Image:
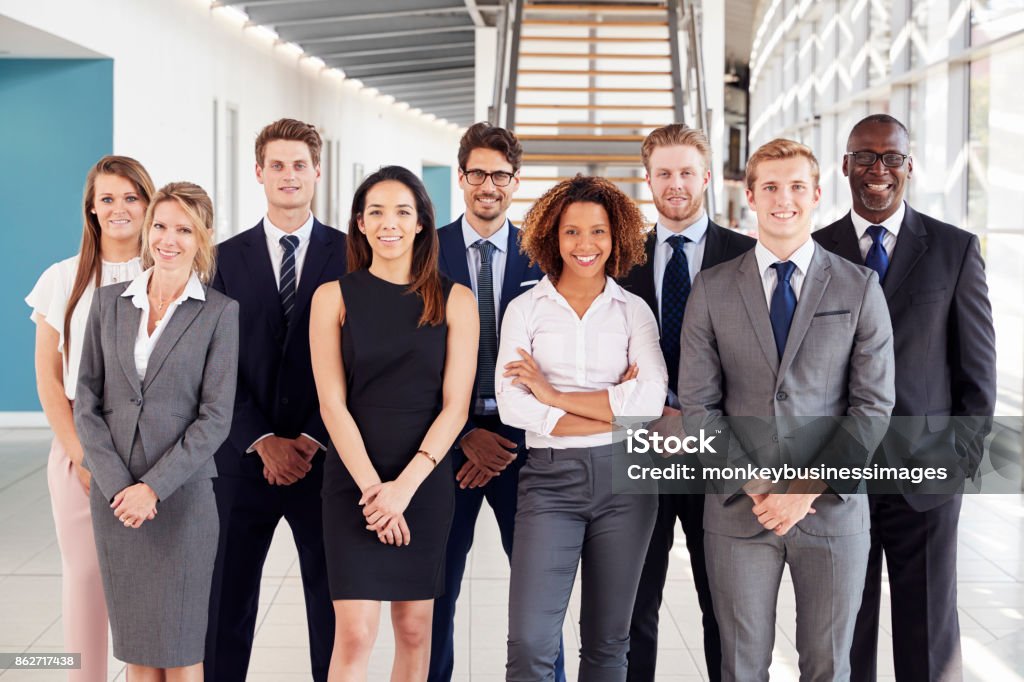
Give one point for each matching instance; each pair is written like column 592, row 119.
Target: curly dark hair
column 539, row 235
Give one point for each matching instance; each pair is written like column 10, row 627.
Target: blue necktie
column 289, row 243
column 486, row 355
column 675, row 291
column 783, row 302
column 878, row 258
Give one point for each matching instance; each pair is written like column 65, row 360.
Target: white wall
column 173, row 58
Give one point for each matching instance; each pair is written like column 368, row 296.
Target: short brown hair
column 484, row 135
column 539, row 235
column 672, row 135
column 197, row 205
column 289, row 129
column 777, row 150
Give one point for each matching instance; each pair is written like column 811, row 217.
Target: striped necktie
column 289, row 243
column 675, row 291
column 486, row 355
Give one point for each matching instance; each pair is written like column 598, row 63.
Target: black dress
column 394, row 374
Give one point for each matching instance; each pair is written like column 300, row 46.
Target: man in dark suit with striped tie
column 271, row 465
column 933, row 278
column 480, row 250
column 683, row 243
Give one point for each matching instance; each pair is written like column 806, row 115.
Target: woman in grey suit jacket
column 155, row 397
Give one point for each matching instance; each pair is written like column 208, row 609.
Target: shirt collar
column 274, row 233
column 891, row 223
column 694, row 232
column 137, row 290
column 545, row 288
column 801, row 257
column 471, row 237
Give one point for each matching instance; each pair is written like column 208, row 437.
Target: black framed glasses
column 476, row 176
column 890, row 159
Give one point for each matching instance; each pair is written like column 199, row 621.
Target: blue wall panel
column 438, row 182
column 56, row 119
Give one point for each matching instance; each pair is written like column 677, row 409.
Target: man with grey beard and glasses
column 934, row 282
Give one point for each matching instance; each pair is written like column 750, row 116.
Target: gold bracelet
column 433, row 460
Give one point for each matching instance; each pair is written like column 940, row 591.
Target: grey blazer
column 182, row 408
column 838, row 363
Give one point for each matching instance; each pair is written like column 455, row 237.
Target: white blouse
column 48, row 301
column 576, row 354
column 144, row 342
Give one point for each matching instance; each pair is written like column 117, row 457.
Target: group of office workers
column 375, row 389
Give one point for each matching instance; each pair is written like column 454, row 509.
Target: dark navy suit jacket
column 519, row 274
column 275, row 391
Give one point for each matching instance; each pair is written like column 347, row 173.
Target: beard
column 683, row 213
column 875, row 202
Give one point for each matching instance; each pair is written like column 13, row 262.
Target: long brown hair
column 90, row 262
column 426, row 280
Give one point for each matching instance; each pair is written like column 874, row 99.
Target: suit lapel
column 177, row 325
column 516, row 265
column 753, row 293
column 322, row 244
column 845, row 242
column 910, row 246
column 810, row 296
column 453, row 253
column 257, row 260
column 128, row 320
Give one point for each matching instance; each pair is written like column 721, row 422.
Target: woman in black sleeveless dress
column 394, row 355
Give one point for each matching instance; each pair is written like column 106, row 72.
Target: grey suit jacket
column 181, row 410
column 838, row 363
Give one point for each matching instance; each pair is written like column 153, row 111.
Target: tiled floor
column 991, row 594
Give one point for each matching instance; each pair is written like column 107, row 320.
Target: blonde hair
column 197, row 205
column 777, row 150
column 673, row 135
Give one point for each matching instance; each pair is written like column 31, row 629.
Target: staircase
column 586, row 82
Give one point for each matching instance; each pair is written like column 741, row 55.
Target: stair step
column 596, row 55
column 584, row 124
column 581, row 138
column 592, row 24
column 591, row 72
column 611, row 178
column 538, row 88
column 535, row 7
column 591, row 39
column 582, row 159
column 591, row 108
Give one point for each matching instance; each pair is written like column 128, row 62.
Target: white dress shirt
column 693, row 250
column 144, row 342
column 891, row 224
column 498, row 258
column 48, row 300
column 273, row 235
column 801, row 258
column 577, row 354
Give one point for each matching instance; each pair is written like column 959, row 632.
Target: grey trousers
column 827, row 581
column 566, row 513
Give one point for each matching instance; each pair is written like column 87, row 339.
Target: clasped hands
column 384, row 509
column 286, row 461
column 134, row 505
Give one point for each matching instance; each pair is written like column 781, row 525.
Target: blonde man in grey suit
column 787, row 331
column 155, row 398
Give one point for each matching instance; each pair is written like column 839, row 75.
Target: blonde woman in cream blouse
column 117, row 194
column 577, row 353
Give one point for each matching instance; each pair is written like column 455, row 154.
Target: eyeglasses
column 890, row 160
column 500, row 178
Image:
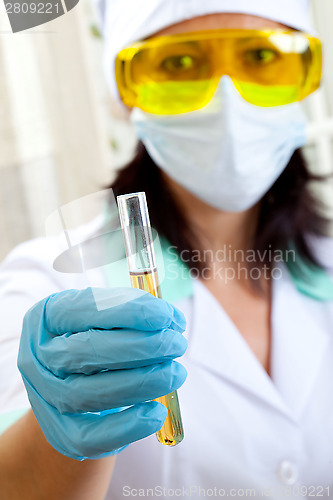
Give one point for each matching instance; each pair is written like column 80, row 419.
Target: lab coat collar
column 298, row 345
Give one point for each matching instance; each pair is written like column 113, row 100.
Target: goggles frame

* _To do_
Every record above should be set down exactly, with the pictures left out.

* _Output of the task_
Image:
Give one point for each matching instance; each pair is written like column 592, row 119.
Target: curly dark hair
column 539, row 235
Give one point for each matching instance; each pair is written like column 10, row 627.
Target: blue necktie
column 289, row 243
column 486, row 355
column 675, row 291
column 783, row 302
column 878, row 258
Give one point for each matching instance; each pair is written like column 65, row 360.
Target: white wall
column 173, row 58
Give one point for each matching instance; each pair is written like column 368, row 296.
Target: short brown hair
column 484, row 135
column 539, row 235
column 672, row 135
column 197, row 205
column 289, row 129
column 777, row 150
Give one point for each matching instance; each pair is written like column 811, row 217.
Target: striped necktie
column 289, row 243
column 675, row 291
column 486, row 355
Give one point for each matching instance; each pair is written like column 598, row 63.
Target: black dress
column 394, row 374
Give one point for each matching instance; each pair is written like column 300, row 46.
Target: man in dark suit with striped tie
column 271, row 465
column 933, row 278
column 480, row 250
column 683, row 243
Give one point for each matching instance; each pair is written like column 806, row 115.
Target: woman in grey suit jacket
column 155, row 397
Give one point for each matching instance; each pair is written like column 208, row 609.
Target: shirt collar
column 274, row 233
column 891, row 223
column 694, row 232
column 137, row 290
column 545, row 288
column 801, row 257
column 471, row 237
Give one point for each matching instance; each pair is written like column 208, row 437.
Target: black framed glasses
column 476, row 176
column 890, row 159
Give one point for each matching instance; each pair is written like column 199, row 621.
Target: blue wall panel
column 438, row 182
column 56, row 119
Give one point for each matching instance; each pair is written like column 677, row 409.
Target: man with grey beard and glasses
column 934, row 282
Give one point for each matching instance; each pair is written like column 750, row 116.
Target: gold bracelet
column 433, row 460
Give one point for each matching instance; each pair is written like column 940, row 591.
Target: grey blazer
column 182, row 408
column 838, row 363
Give one point for each matching instance; each pair is written like column 455, row 237.
Target: white blouse
column 48, row 301
column 576, row 354
column 144, row 342
Give one point for each matching instance; each pair is written like column 117, row 457.
Target: group of office workers
column 375, row 389
Give one point for each matching instance; each pair is written like column 454, row 509.
Target: dark navy suit jacket
column 519, row 274
column 275, row 391
Give one point for each matching instance; each pair is written like column 347, row 173.
Target: beard
column 683, row 213
column 875, row 202
Give one point for each matching instance; each pair is written like column 13, row 262.
Target: long brown hair
column 90, row 262
column 426, row 280
Give one point for each matching instance; each pair is written like column 874, row 99.
Target: suit lapel
column 177, row 325
column 516, row 265
column 753, row 293
column 322, row 244
column 845, row 242
column 910, row 246
column 810, row 296
column 453, row 253
column 257, row 260
column 128, row 320
Give one point for each matching instance; each pair is written like column 721, row 422.
Target: woman in black sleeveless dress
column 394, row 355
Give one point for each matching instance; each pair is written like column 106, row 72.
Target: grey suit jacket
column 181, row 410
column 838, row 363
Give one point for each matching instance; each pair is written like column 153, row 111.
Target: tiled floor
column 991, row 594
Give one point for each matching instance; each pair is written like column 107, row 320.
Target: blonde hair
column 197, row 205
column 777, row 150
column 673, row 135
Give one point for each matching instance; each pair is written like column 31, row 629.
Target: staircase
column 586, row 82
Give one point for each matching instance; each pair is written like column 741, row 55.
Target: stair step
column 596, row 55
column 584, row 124
column 581, row 138
column 592, row 24
column 591, row 72
column 611, row 178
column 538, row 88
column 535, row 7
column 591, row 39
column 582, row 159
column 591, row 108
Give one point for each matching instance; each pair is written like column 128, row 62.
Target: white dress shirt
column 693, row 250
column 144, row 342
column 891, row 224
column 498, row 258
column 48, row 300
column 273, row 235
column 801, row 258
column 577, row 354
Give one point for each matching instance; each pair is written like column 959, row 632.
Target: grey trousers
column 827, row 581
column 566, row 513
Give one point for each matching instance; each pair is written like column 87, row 339.
Target: clasped hands
column 384, row 509
column 286, row 461
column 134, row 505
Give one point for each matching instance; each pair is written like column 781, row 525.
Target: blonde man in grey suit
column 787, row 331
column 155, row 398
Give one point for each matching instance; each pair is written like column 839, row 75.
Target: blonde woman in cream blouse
column 117, row 194
column 577, row 353
Give one point for each matching instance; each pair is written like column 455, row 154.
Target: eyeglasses
column 890, row 160
column 500, row 178
Image:
Give one point for each matching instance; each pair is written like column 80, row 419.
Target: lab coat collar
column 298, row 345
Give one point for each matching instance; each pair is written like column 113, row 100.
Target: goggles frame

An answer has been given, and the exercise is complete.